• [WORK TO COMPLETE]:
Give the number of lines in the records below that include the word "like", and add nothing to it.

• [RECORDS SHOWN]:
------------------------------------------------------------------------

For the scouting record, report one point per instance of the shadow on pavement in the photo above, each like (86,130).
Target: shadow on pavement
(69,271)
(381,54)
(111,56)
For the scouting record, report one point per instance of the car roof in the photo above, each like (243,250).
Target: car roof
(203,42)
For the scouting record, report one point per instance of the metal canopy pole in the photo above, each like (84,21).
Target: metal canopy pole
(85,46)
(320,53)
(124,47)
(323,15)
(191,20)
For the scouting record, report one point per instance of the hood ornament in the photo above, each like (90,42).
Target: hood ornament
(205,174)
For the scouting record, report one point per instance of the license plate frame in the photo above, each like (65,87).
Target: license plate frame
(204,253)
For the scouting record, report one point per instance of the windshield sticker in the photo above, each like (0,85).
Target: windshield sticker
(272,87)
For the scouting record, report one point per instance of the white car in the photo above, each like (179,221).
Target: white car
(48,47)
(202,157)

------------------------------------------------------------------------

• [SOLUTION TO THIS PROBLEM]:
7